*TEXTE DE LA PAGE*:
········

Jean-Claude Silbermann, L’étroit chemin du large

Poétique et politique

Surréa­liste « attardé » (mais en rien demeuré,) Jean-Claude Sil­ber­mann a par­ti­cipé aux acti­vi­tés du groupe sur­réa­liste de 1958 à 1969 et com­mence à peindre des « enseignes » en 1962 après avoir décou­vert la sil­houette en bois d’un por­teur de menu devant un res­tau­rant. Il double son acti­vité de peintre par celle de « poète ». L’étroit che­min du large  per­met de décou­vrir ou redé­cou­vrir les écrits publiés, pour la plu­part, aux Edi­tions Enclos de Six Bananes sous forme de pla­quettes au tirage res­treint. L’ouvrage est défini très per­ti­nem­ment ainsi par l’éditeur : « ces écrits imposent de nouer soli­de­ment les lacets de ses chaus­sures avant de prendre un che­min si chao­tique qu’une chute due à un défaut de laçage lais­se­rait le lec­teur désem­paré, dans un délais­se­ment dont nous décli­nons par avance toute responsabilité ».

Porté par les mêmes moti­va­tions que celles de sa jeu­nesse, l’auteur fait jaillir de ses textes des « actes » incons­cients non iden­ti­fiés mais qui ouvrent à ce mer­veilleux dont par­lait déjà un autre sur­réa­liste Pierre Mabille. Il s’agit pour Sil­ber­mann, même s’il affir­mait que « le plai­sir de la méchan­ceté échappe aux âmes simples », de « pas­ser du néga­tif au posi­tif sans deve­nir un imbé­cile, ou un salaud ». C’est pour­quoi tous ces textes deviennent des bonds impré­vus afin de sai­sir ce qui échappe au mar­chan­dage de la dia­lec­tique.

········

*LIGNES PRÉSENTÉES*:

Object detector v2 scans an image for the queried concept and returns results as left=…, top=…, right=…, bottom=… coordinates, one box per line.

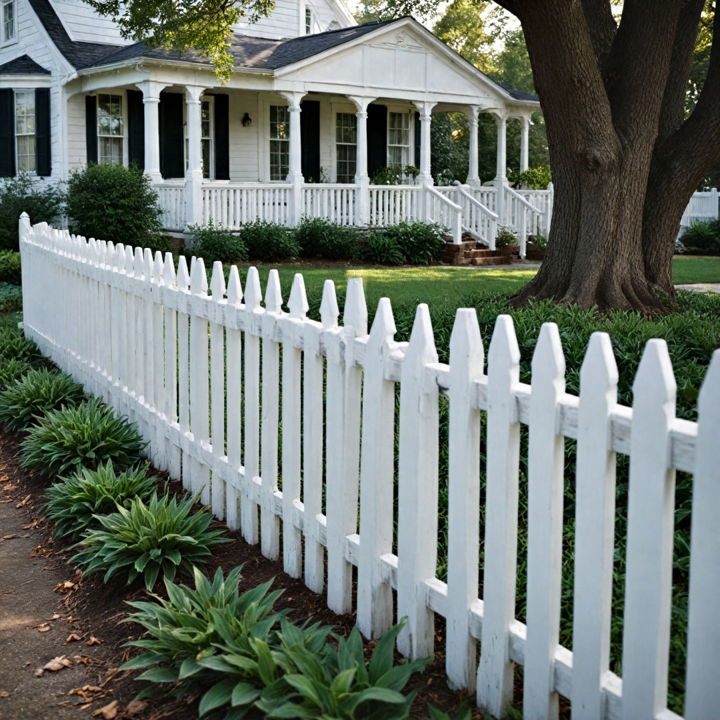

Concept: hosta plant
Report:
left=0, top=368, right=83, bottom=430
left=73, top=494, right=229, bottom=590
left=45, top=460, right=155, bottom=537
left=20, top=398, right=146, bottom=477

········

*TÂCHES DEMANDÉES*:
[A] Résumez plus brièvement le paragraphe du texte sur Jean-Claude Silbermann qui commence par « Porté par les mêmes motivations », sans perdre ses faits principaux.
[B] Écrivez la suite du texte sur Jean-Claude Silbermann, à partir de sa dernière phrase.
Les lignes n'ont aucun rapport avec le texte sur Jean-Claude Silbermann.

*RÉPONSES CI-DESSOUS*:
[A] Fidèle aux motivations de sa jeunesse, Silbermann fait jaillir de ses textes des « actes » inconscients qui ouvrent au merveilleux dont parlait Pierre Mabille. Il veut « passer du négatif au positif sans devenir un imbécile, ou un salaud ». Ses textes sont donc des bonds imprévus pour saisir ce qui échappe au marchandage de la dialectique.

[B]
Etre sur­réa­liste pour Jean-Claude Sil­ber­mann se fonde sur un point d’achoppement fon­da­men­tal : « le tour­ment d’être au monde et de devoir un jour le quit­ter ». L’auteur l’exprime hors pathos et avec humour. Et si son œuvre doit à « l’enthousiasme excen­trique » d’un Höl­der­lin, elle pousse plus loin le dérè­gle­ment du roman­tisme alle­mand par l’appréhension de ce que l’esprit contient de forces para­nor­males. Pre­nant en compte « une morale du mal » mise en scène autant par Sade que Lau­tréa­mont, Sil­ber­mann crée un ques­tion­ne­ment poé­tique et poli­tique qui trans­cende les don­nées du sur­réa­lisme « bretonnant ».

Certes, l’auteur a soin de rap­pe­ler ce qu’il doit au Pape du Sur­réa­lisme capable selon son héri­tier de per­mettre à cha­cun de se gui­der vers sa « sor­tie inté­rieure ». Sil­ber­mann trouve les pré­sences contem­po­raines du Sur­réa­lisme ori­gi­nel autant dans hap­pe­nings poli­tiques, chez Daniel Nadaud, Fabrice Hybert, Jeff Koons que chez les « Pussy Riot » pour leurs pro­vo­ca­tions anti­re­li­gieuses et anti-dictatoriales.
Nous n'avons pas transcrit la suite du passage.